Description of the task>
In the post on open data for patent policy, why is most of the raw data about PAE litigation not publicly available? Answer in one to three sentences.

Passage to read>
◇ ◇ ◇ ◇ ◇ ◇ ◇
The Value of Open Data for Patent Policy

Guest Post by Christopher A. Cotropia, Professor of Law and Austin Owen Research Fellow, University of Richmond School of Law; Jay P. Kesan, Professor and H. Ross & Helen Workman Research Scholar, University of Illinois College of Law; and David L. Schwartz, Associate Professor and co-Director of the Center for Empirical Studies of Intellectual Property at Chicago-Kent College of Law

Harlan Krumholz, one of the nation’s leading medical researchers, recently wrote an important New York Times Op-Ed piece called Give the Data to the People. Dr. Krumholz praised Johnson & Johnson for making all of its clinical trial data available to scientists around the world. This included not only the conclusions in published articles, but also unpublished raw data. Companies are often reluctant to share raw data because their competitors may benefit. In the medical field, there are also patient privacy concerns. But releasing the raw data permits other researchers to learn from and build upon existing data. It also offers other researchers the ability to replicate and verify the findings of important medical studies. Dr. Krumholz concludes: “For the good of society, this is a breakthrough that should be replicated throughout the research world.”

We believe that Dr. Kumholz’s call for more publicly available data is applicable to empirical legal studies. It is especially critical, in our view, to the study of patent assertion entities (“PAEs,” which some refer to as patent trolls). There is an important public policy debate underway about the role of PAEs within patent law. There have been reports in the press about PAEs including a high profile report by the President’s Council of Economic Advisors
that relied upon confidential data. In his State of the Union address, President Obama called on Congress to enact patent reform legislation. The main basis for the reform is alleged abuses by “patent trolls.” Unfortunately, much of the raw data about patent litigation is not publicly available.

As academic researchers, we are interested in data about PAEs. We have previously studied and written an article about patent infringement lawsuits filed in 2010 and 2012. Because of the importance of the debate about PAEs, we released the raw data from our study to the public (here) to permit others to evaluate and study. Others have downloaded and commented on our data to us, and we have gone back and verified particular classifications in some instances. We believe more publicly available data is necessary.

Why is more information about PAE litigation not public? After all, the underlying data relates to litigation in the federal courts, and thus does not implicate privacy concerns like in the medical context. However, most of the raw data has been gathered and coded by private companies. For-profit businesses legitimately desire to use the information within their business and to prevent competitors and others from using commercially valuable information. That said, we believe corporate owners should release as much of the raw data (not merely descriptive statistics) as they can. To the extent that the raw data is not released or shared, society should be extremely cautious before relying upon it to make important public policy decisions.
◇ ◇ ◇ ◇ ◇ ◇ ◇
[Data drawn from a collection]
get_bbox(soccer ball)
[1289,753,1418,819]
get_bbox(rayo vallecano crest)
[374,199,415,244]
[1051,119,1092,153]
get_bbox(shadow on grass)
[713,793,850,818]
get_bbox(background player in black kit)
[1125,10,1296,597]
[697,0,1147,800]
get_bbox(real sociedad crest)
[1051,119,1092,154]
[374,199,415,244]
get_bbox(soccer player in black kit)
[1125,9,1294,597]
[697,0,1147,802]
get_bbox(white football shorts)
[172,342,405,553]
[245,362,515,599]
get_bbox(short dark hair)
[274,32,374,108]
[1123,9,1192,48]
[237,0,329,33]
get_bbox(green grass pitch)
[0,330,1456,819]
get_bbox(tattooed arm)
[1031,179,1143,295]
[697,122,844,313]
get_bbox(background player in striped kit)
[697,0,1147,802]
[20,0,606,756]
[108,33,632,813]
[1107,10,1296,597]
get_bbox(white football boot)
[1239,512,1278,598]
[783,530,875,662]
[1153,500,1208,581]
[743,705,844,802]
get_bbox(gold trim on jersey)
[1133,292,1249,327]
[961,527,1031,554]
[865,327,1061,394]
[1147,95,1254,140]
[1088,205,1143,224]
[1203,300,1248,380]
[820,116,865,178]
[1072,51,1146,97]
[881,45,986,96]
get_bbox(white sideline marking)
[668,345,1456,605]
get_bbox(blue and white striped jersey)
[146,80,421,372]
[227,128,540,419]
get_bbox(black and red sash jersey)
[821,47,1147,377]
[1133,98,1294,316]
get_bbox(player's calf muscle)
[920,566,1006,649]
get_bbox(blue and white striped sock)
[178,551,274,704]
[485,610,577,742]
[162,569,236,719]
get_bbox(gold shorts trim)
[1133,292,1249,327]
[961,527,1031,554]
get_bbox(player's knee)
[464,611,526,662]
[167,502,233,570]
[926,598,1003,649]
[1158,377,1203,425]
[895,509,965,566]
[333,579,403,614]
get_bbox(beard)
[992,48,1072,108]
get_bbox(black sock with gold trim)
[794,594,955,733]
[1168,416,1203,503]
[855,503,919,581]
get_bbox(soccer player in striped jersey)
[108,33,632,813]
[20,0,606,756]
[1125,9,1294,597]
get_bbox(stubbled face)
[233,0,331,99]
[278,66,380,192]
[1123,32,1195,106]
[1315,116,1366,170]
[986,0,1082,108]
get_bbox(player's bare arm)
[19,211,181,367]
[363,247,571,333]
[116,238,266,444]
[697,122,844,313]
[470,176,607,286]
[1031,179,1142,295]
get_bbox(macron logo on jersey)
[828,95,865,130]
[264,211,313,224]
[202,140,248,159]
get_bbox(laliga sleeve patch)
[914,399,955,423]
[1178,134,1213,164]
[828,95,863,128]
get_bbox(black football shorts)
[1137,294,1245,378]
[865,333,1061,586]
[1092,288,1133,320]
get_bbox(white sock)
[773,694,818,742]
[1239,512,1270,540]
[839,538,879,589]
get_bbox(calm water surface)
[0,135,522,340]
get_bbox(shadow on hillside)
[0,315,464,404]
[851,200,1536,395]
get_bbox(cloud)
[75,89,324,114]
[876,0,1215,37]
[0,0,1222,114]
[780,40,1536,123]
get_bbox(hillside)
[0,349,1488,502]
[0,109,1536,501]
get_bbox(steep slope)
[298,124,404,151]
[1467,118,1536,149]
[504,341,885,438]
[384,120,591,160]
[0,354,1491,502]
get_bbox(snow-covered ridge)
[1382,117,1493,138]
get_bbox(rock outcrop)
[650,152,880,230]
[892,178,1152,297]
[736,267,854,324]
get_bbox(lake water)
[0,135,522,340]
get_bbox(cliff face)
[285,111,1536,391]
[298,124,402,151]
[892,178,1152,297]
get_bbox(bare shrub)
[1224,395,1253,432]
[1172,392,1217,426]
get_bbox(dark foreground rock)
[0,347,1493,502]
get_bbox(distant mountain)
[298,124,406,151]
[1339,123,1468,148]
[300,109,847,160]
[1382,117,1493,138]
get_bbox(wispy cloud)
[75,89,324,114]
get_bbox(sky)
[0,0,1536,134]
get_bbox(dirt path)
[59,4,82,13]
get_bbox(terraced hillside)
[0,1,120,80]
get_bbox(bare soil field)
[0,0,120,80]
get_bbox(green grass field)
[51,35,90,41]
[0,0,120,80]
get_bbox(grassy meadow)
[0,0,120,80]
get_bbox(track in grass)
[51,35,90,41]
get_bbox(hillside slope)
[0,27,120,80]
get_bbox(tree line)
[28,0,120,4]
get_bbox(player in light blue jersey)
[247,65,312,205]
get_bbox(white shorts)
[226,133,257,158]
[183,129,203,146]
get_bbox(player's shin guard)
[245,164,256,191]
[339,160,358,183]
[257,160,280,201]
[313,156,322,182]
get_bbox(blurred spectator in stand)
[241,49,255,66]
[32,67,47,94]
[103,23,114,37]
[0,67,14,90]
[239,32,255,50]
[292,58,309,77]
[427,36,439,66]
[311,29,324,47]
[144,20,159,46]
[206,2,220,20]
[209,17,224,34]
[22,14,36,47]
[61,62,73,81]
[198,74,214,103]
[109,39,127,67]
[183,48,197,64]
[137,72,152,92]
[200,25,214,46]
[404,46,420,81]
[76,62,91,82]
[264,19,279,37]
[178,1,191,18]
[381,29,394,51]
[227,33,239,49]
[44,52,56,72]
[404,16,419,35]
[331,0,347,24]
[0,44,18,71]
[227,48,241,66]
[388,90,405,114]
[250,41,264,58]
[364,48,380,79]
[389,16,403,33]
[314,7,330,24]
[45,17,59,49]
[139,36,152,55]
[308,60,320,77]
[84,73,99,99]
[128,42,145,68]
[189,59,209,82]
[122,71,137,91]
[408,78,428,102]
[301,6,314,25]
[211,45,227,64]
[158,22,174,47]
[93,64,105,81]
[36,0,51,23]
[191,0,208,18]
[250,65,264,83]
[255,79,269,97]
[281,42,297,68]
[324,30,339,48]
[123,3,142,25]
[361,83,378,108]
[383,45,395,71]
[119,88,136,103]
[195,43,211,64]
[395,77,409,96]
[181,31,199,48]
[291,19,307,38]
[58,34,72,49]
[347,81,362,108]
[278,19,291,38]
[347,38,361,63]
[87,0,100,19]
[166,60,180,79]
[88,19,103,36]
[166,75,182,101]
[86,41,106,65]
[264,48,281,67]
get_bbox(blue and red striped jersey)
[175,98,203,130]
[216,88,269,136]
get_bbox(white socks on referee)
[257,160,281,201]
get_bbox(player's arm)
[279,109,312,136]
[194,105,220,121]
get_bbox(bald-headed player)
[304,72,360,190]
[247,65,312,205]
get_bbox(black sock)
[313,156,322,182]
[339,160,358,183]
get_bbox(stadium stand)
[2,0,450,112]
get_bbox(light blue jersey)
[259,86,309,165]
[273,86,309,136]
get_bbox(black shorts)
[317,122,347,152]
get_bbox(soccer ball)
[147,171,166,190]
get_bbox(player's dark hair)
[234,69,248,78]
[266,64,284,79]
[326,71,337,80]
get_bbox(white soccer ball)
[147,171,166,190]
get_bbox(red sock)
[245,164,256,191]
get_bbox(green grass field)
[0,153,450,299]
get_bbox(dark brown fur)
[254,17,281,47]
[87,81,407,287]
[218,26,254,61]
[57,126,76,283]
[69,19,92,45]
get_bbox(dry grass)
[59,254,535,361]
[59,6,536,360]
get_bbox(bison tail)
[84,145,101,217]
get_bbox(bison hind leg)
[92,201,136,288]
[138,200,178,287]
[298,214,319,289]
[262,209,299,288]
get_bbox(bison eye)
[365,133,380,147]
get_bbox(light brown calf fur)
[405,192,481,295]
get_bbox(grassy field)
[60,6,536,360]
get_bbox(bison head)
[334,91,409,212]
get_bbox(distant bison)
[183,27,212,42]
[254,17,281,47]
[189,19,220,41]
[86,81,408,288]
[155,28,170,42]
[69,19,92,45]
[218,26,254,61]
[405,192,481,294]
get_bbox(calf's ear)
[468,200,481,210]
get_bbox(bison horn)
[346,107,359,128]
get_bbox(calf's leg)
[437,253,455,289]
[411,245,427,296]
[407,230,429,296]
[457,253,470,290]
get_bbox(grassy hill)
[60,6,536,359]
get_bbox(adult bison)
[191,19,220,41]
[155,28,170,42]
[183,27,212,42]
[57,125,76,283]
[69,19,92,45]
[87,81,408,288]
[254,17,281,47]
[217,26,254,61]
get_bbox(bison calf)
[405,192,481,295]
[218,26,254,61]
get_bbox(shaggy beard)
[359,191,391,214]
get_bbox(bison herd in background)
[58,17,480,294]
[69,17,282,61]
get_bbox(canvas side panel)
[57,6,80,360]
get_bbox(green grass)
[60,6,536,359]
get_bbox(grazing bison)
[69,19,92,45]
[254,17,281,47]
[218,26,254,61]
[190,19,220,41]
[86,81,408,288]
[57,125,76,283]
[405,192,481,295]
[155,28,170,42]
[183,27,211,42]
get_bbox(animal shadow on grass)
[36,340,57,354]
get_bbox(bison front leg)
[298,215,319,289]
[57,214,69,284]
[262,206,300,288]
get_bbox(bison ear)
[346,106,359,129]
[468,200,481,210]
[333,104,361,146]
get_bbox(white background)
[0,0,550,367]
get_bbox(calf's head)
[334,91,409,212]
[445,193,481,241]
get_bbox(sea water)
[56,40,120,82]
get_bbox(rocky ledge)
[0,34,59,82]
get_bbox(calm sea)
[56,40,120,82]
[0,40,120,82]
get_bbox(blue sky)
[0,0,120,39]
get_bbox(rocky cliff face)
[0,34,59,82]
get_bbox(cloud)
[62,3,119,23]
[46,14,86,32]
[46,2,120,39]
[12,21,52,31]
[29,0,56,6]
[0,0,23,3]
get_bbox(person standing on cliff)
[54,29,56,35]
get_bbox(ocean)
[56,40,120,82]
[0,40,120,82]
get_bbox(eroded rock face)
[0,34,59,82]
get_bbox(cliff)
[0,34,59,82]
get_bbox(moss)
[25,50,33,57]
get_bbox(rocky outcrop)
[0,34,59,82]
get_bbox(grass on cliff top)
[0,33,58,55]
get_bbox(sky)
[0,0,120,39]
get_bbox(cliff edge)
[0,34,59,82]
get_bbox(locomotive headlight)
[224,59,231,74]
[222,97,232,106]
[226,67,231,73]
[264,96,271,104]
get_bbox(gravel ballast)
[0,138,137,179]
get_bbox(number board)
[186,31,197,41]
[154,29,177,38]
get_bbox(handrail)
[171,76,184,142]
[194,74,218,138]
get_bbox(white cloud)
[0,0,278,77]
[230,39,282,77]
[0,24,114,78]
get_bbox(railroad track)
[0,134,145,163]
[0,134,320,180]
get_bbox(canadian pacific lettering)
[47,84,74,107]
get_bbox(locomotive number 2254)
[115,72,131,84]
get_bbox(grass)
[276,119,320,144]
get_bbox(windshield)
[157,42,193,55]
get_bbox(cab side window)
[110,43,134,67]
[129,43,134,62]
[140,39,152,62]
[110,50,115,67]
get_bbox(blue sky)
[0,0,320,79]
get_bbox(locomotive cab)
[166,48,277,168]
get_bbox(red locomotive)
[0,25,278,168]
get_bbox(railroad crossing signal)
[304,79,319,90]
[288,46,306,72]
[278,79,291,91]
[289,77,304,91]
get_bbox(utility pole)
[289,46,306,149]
◇ ◇ ◇ ◇ ◇ ◇ ◇
Task result>
Most of that raw data has been gathered and coded by private companies. As for-profit businesses, they want to use the information within their own business and to keep competitors and others from using commercially valuable information.